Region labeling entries

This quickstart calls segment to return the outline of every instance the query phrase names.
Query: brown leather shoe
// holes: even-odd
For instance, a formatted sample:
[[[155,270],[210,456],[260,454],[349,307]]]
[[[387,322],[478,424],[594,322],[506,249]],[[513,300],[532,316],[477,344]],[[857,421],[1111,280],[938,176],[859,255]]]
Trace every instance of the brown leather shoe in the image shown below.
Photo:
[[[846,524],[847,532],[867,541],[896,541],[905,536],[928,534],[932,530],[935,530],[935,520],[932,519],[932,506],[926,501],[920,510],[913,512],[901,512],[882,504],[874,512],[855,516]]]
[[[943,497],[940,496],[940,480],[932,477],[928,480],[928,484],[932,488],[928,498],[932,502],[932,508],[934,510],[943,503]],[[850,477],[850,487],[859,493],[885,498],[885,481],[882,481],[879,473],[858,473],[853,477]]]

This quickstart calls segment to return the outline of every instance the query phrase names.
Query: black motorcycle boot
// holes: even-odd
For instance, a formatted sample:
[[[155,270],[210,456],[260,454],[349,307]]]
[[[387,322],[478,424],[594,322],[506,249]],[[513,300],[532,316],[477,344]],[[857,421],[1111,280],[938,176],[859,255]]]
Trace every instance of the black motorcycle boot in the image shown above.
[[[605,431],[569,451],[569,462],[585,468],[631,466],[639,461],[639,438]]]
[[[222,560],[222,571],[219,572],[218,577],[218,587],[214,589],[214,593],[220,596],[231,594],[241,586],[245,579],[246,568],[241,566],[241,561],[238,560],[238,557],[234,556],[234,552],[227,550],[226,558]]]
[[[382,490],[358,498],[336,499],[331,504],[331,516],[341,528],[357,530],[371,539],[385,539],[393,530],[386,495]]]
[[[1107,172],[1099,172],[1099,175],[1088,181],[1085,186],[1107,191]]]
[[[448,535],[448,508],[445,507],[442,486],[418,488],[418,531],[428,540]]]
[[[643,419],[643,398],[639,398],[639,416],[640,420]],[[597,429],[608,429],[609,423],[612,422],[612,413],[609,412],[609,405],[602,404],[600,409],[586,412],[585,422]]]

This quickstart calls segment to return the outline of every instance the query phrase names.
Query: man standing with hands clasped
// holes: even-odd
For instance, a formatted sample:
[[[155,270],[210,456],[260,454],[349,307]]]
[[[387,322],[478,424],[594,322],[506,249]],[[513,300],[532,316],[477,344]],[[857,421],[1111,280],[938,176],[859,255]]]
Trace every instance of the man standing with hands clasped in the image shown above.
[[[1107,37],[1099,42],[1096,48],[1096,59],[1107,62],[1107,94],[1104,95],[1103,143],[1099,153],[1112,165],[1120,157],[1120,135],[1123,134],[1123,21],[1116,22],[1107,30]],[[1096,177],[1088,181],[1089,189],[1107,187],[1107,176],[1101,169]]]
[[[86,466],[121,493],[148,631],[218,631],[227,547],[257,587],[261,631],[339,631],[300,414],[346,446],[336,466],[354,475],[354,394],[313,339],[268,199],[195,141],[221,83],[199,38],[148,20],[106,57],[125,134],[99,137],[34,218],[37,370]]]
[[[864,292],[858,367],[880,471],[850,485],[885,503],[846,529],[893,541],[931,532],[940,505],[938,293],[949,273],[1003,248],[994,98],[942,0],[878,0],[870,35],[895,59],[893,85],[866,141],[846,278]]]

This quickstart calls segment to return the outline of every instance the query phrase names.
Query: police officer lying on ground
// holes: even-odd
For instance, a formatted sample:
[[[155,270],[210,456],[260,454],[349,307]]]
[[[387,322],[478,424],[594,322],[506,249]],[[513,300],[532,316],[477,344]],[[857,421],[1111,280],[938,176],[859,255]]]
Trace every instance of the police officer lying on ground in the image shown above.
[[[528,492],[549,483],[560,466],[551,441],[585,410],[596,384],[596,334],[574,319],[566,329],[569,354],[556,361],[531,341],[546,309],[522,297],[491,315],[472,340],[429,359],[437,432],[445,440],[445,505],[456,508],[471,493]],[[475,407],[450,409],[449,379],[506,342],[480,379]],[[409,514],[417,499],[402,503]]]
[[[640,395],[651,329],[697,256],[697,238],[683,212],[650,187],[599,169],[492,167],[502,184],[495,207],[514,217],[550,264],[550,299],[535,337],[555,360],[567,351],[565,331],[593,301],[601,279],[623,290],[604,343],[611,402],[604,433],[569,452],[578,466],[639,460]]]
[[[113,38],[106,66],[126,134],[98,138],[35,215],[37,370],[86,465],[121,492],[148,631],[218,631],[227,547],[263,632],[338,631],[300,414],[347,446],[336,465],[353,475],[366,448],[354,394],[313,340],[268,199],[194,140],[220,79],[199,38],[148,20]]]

* Exercise objective:
Collect every line of the rows above that contains the string "image", and copy each one out in full. Matching is case-sensitive.

* Solved exercise:
Trace every instance of the brown leather shoe in the image shown below.
Trace every instance of the black motorcycle boot in the image shown above.
Trace every instance of the man standing with hands clasped in the image shown above.
Trace every instance of the police officer lying on ground in the image shown above.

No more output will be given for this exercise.